— Begin —

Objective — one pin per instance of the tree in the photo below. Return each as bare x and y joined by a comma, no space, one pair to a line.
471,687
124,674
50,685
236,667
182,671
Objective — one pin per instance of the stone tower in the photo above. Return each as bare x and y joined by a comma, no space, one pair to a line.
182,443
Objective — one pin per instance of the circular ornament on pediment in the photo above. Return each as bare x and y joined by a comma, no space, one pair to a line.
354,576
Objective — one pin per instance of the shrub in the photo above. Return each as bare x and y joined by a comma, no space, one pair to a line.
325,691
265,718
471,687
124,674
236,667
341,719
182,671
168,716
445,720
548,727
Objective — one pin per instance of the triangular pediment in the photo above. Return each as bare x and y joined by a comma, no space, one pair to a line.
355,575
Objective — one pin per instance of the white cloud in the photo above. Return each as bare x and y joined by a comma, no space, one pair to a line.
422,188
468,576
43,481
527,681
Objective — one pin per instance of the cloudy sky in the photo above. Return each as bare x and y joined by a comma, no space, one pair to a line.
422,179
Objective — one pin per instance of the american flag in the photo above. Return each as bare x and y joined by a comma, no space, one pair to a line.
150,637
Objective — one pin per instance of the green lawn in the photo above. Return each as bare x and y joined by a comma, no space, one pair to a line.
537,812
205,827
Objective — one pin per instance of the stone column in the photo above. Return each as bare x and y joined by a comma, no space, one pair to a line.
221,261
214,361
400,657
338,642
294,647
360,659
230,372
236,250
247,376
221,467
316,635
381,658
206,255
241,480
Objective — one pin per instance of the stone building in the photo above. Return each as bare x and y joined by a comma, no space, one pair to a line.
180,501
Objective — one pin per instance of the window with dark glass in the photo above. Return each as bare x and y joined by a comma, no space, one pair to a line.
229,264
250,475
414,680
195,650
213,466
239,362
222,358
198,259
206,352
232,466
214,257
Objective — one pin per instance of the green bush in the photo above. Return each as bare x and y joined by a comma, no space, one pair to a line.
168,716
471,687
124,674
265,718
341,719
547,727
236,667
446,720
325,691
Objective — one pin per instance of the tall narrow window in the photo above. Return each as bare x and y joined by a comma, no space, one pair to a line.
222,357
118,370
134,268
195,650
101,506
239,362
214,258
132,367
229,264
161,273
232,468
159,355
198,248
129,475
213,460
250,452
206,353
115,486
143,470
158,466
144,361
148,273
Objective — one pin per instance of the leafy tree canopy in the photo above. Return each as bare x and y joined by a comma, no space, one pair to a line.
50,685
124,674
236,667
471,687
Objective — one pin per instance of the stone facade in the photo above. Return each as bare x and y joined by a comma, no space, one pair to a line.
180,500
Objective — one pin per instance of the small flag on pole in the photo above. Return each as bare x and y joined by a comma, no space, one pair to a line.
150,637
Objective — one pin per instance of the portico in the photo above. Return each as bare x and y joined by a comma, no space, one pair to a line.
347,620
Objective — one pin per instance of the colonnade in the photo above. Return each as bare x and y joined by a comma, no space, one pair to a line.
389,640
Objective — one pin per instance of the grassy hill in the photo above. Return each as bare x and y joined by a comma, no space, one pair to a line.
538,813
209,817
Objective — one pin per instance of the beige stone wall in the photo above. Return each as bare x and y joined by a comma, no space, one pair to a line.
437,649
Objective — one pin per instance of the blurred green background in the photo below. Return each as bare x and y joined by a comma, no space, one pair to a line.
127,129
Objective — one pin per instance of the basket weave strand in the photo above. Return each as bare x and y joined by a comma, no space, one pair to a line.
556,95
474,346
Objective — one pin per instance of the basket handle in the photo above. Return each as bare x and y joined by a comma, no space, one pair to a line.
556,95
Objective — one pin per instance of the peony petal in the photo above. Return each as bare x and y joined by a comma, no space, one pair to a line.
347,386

— End —

TASK DIRECTIONS> Express these lines as a Markdown table with the columns Index and Entry, numbering each row and leaving out blank lines.

FULL OUTPUT>
| Index | Entry |
|---|---|
| 1 | Objective — one pin per instance of the tree in the photo below. Return each as bare x and y joined by a comma, no space, one pair to a line. |
| 2 | 471,687 |
| 3 | 124,674 |
| 4 | 50,685 |
| 5 | 236,667 |
| 6 | 182,671 |
| 7 | Objective — one pin per instance of the stone tower in the photo above. Return each as bare x and y joined by a comma, no space, one pair to a line. |
| 8 | 182,443 |
| 9 | Objective — one pin per instance of the circular ornament on pediment in the photo above. Return each as bare x and y joined by a comma, no space, one pair to a line. |
| 10 | 354,576 |
| 11 | Objective — one pin per instance of the shrub in the photo above. Return each as bare x and y joined by a comma, no space, one pair to a line. |
| 12 | 325,691 |
| 13 | 265,718 |
| 14 | 471,687 |
| 15 | 124,674 |
| 16 | 236,667 |
| 17 | 341,719 |
| 18 | 182,671 |
| 19 | 168,716 |
| 20 | 445,720 |
| 21 | 548,727 |
| 22 | Objective — one pin per instance of the triangular pediment in the photo above. Return each as bare x and y joined by a comma, no space, one pair to a line. |
| 23 | 355,575 |
| 24 | Objective — one pin per instance of the white cloud in the photo above. Return each as bare x and y joined by a comma, no space, one pair to a line. |
| 25 | 422,188 |
| 26 | 468,576 |
| 27 | 43,481 |
| 28 | 527,681 |
| 29 | Objective — one pin per instance of the cloudy sky in the photo above. Return each as bare x and y joined by a comma, no space, one pair to a line. |
| 30 | 422,179 |
| 31 | Objective — one pin per instance of the american flag in the photo above. Return each as bare x and y joined by a comma, no space, one pair to a line. |
| 32 | 150,637 |
| 33 | Objective — one pin per instance of the green lawn in the photo above. Return each as bare x and y joined by a comma, no space, one pair to a line. |
| 34 | 537,812 |
| 35 | 205,827 |
| 36 | Objective — one pin per instance of the stone column in the photo above. Return each as bare x and y joined by a comma, no space, one pair to a line. |
| 37 | 221,261 |
| 38 | 214,361 |
| 39 | 400,657 |
| 40 | 338,642 |
| 41 | 294,647 |
| 42 | 360,659 |
| 43 | 230,372 |
| 44 | 236,250 |
| 45 | 247,376 |
| 46 | 221,467 |
| 47 | 316,635 |
| 48 | 381,658 |
| 49 | 206,255 |
| 50 | 241,480 |
| 51 | Objective — one pin per instance of the stone building in the photo above. Return each as bare x and y joined by a comma, no space, one pair to a line. |
| 52 | 180,501 |
| 53 | Objective — one pin per instance of the window with dark glass in the photo above. Return each as bare x and y joined by a comma, no space, one pair to a line. |
| 54 | 229,264 |
| 55 | 250,475 |
| 56 | 414,680 |
| 57 | 195,650 |
| 58 | 213,466 |
| 59 | 239,362 |
| 60 | 222,358 |
| 61 | 198,259 |
| 62 | 206,352 |
| 63 | 232,466 |
| 64 | 214,257 |
| 65 | Objective — one pin per instance of the green bush in the photo above. Return each as bare x and y joined by a comma, no space, one pair to a line. |
| 66 | 168,716 |
| 67 | 471,687 |
| 68 | 124,674 |
| 69 | 265,718 |
| 70 | 341,719 |
| 71 | 547,727 |
| 72 | 236,667 |
| 73 | 446,720 |
| 74 | 325,691 |
| 75 | Objective — one pin per instance of the tall narrow window in the photo above. Return each as bare x and y joined by a comma, no space, one pair to a line. |
| 76 | 222,357 |
| 77 | 118,370 |
| 78 | 134,268 |
| 79 | 195,650 |
| 80 | 101,506 |
| 81 | 239,362 |
| 82 | 214,258 |
| 83 | 132,367 |
| 84 | 229,264 |
| 85 | 161,273 |
| 86 | 232,468 |
| 87 | 159,355 |
| 88 | 198,248 |
| 89 | 129,475 |
| 90 | 213,460 |
| 91 | 250,452 |
| 92 | 206,353 |
| 93 | 115,486 |
| 94 | 143,470 |
| 95 | 158,466 |
| 96 | 144,361 |
| 97 | 148,273 |
| 98 | Objective — one pin per instance of the leafy tree canopy in the photo above. Return each as bare x and y joined by a comma, no space, one pair to a line. |
| 99 | 50,685 |
| 100 | 124,674 |
| 101 | 236,667 |
| 102 | 471,687 |
| 103 | Objective — one pin per instance of the stone facade in the photo above. Return each as bare x and y joined by a comma, no space, one pair to a line. |
| 104 | 180,500 |
| 105 | Objective — one pin per instance of the small flag on pole in the photo above. Return each as bare x and y joined by a comma, no space, one pair to a line. |
| 106 | 150,637 |
| 107 | Objective — one pin per instance of the portico in the photo above. Return each as bare x and y joined by a comma, no space, one pair to a line. |
| 108 | 347,620 |
| 109 | Objective — one pin per instance of the colonnade in the photo above. Return each as bare x and y joined by a comma, no space, one pair to a line. |
| 110 | 389,640 |
| 111 | Objective — one pin per instance of the grassy hill in the photo above. Return each as bare x and y joined by a comma, no space, one pair to a line. |
| 112 | 538,813 |
| 113 | 209,817 |
| 114 | Objective — one pin per instance of the beige stone wall in the photo above. Return each as bare x and y joined by a comma, no space, one pair to a line. |
| 115 | 437,649 |
| 116 | Objective — one pin per instance of the blurred green background in the photo below. Return each as bare x and y joined by a comma, no space, one pair to a line. |
| 117 | 127,129 |
| 118 | Objective — one pin per instance of the basket weave strand in the photo above. Return each as bare x and y joined by a comma, no space, one pair to a line. |
| 119 | 556,95 |
| 120 | 474,346 |
| 121 | Objective — one pin per instance of the basket handle in the photo above. Return each as bare x and y joined by a comma, no space, one pair to a line. |
| 122 | 556,95 |
| 123 | Objective — one pin per instance of the peony petal in the photo above. Return each as bare x and y joined by a comma, no space, one pair to a line. |
| 124 | 347,386 |